DOCUMENT TEXT:
═══

BASI REDDY J. - This application under article 226 of the Constitution has been filed by one Kalva Suryanarayana for the issue of a writ in the nature of mandamus directing the respondent (the Income-tax Officer, A-3, A-Ward, Hyderabad) to forbear from acting in pursuance of a notice issued under section 45 of the Income-tax Act, 1922 (hereinafter called 'the Act'), on the ground that the petitioner is not liable to pay the tax demanded from him by that notice. The impugned notice runs as follows :
'GIR No. 123-K Office of the Income-tax Officer,
Dated : 22-6-1961.
Notice under section 45 of the Income-tax Act.
Income-tax arrears - Collection of - M/s. Kalva Suryanarayana (1st Gulmoha Contract) 1951-52.
Whereas Sri Kalva Suryanarayana has been a partner in the firm of M/s. Kalva Suryanarayana (1st Gulmoha Contract) in the assessment for the year 1951-52 which has since been dissolved.

═══

EXERCISES:
(a) In the court judgment on the income-tax notice, what date does the notice carry?
(b) Continue the court judgment on the income-tax notice from its last sentence.

STORED ROWS:
═══

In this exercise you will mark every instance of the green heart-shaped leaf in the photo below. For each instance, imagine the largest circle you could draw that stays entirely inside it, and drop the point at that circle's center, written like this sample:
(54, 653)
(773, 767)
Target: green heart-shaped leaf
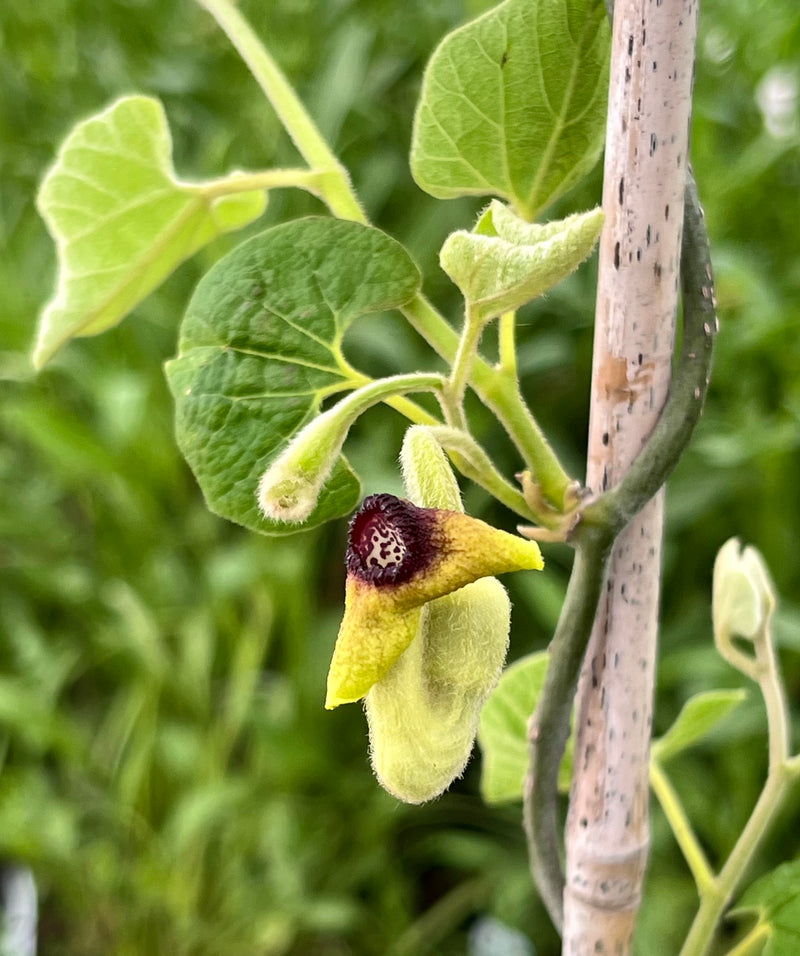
(503, 731)
(513, 104)
(260, 348)
(122, 221)
(698, 717)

═══

WRITTEN ANSWERS:
(a) 22-6-1961

(b)
Whereas the partners in the said firm, which has been assessed as registered firm, Sri M. Veeraiah and Sri H. Siddappa, have been found to be liable to tax of Rs. 10,654.62 nP. and Rs. 5,640.62 nP. respectively,
Whereas the said tax is still in arrears and has not been paid,
I call upon Sri Kalva Suryanarayana, who has been a partner at the time of dissolution of the firm, to pay the tax in arrears as he in jointly and severally liable. The tax should be paid forthwith, failing which penal action will be taken for the recovery of the same.
Sd. K. S. Murty
Income-tax Officer, A-3,
The petitioner had entered into a partnership with three others by names D. Sayappa, H. Siddappa and M. Veeraiah, to carry out a 'Gulmoha' contract, for the year 1949-50. The firm was known as Messrs. Kalva Suryanarayana. After the completion of that contract, the partnership came to an end. In respect of that undertaking after the dissolution of the partnership, for the assessment year 1951-52, on an application by the erstwhile partners of the dissolved firm, the respondent granted the registration of the firm on February 28, 1953, and on that basis proceeded to assess the total income of the firm, which he determined as Rs. 1,64,546 (O. S.) and the total income was apportioned among the four partners in proportion to their respective shares.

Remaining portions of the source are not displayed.